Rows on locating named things

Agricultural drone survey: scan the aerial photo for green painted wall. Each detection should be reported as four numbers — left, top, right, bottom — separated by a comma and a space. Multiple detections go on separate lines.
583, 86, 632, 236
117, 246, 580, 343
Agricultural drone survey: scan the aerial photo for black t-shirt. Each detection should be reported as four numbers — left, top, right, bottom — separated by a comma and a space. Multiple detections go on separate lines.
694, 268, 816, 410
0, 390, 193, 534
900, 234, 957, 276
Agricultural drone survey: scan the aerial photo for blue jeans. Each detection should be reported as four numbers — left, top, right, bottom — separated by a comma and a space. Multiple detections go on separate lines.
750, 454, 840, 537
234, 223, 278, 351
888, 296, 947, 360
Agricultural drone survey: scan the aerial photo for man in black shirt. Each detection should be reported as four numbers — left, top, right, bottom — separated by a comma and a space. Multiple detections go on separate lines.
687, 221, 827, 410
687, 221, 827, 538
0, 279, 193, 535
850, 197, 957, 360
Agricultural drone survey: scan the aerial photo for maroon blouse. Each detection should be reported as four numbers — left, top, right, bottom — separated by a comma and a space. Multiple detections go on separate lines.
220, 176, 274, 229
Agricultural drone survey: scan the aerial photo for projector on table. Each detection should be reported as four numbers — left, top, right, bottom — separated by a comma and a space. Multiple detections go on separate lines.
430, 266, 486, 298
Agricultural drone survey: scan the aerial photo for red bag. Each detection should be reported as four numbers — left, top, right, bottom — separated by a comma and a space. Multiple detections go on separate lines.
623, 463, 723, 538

* DIRECTIVE *
Arrange the rows above as a two-column CSV with the headers "request" and "answer," one line per row. Put each row's text and its answer in a single quoted field, replacing any line breaks with spaces.

* THE SOLUTION *
request,answer
"Agricultural drone survey: scan the aerial photo for green painted wall. Each detection should be reported as four numbers — left, top, right, bottom — separated by a comma and a space. Multiple detections go on separate lines.","583, 86, 632, 236 117, 246, 580, 343"
"Agricultural drone survey: scan the aerial photo for black t-shirt. Each detection should be reported as four numbers — left, top, right, bottom — separated by a comma and a space. Multiple detections go on separate lines.","694, 268, 816, 410 0, 390, 193, 534 900, 234, 957, 276"
"Agricultural drone survey: scan the aerial photo for blue jeans. Each detection should be reported as four numbers — left, top, right, bottom — separated by a comma and a space. Multiple detections go on separate lines.","750, 454, 840, 537 234, 223, 278, 351 888, 296, 947, 360"
"Agricultural drone survey: scan the aerial photo for man in black shirt. Each detection should be reported as four numbers — left, top, right, bottom — separated by a comma and a space. Multiple detections go on separate lines.","687, 221, 827, 410 687, 221, 827, 538 0, 279, 193, 535 850, 197, 957, 360"
"Agricultural drone survey: scan the aerial photo for maroon blouse. Each detection should be reported as four numbers — left, top, right, bottom — separated by a comma and a space. Multiple detections go on separate lines.","220, 176, 274, 229"
"Agricultural drone survey: scan the aerial photo for projector on table. Each detection should be reported as four numbers — left, top, right, bottom — separated by a comma and a space. Multiple detections go on separate lines.","430, 266, 486, 298"
"Agricultural drone survey: scan the aerial photo for red bag. Each detection should be reported as four numbers — left, top, right, bottom — separated by a comma and a space. Multiple detections go on separate lines.","623, 463, 723, 538"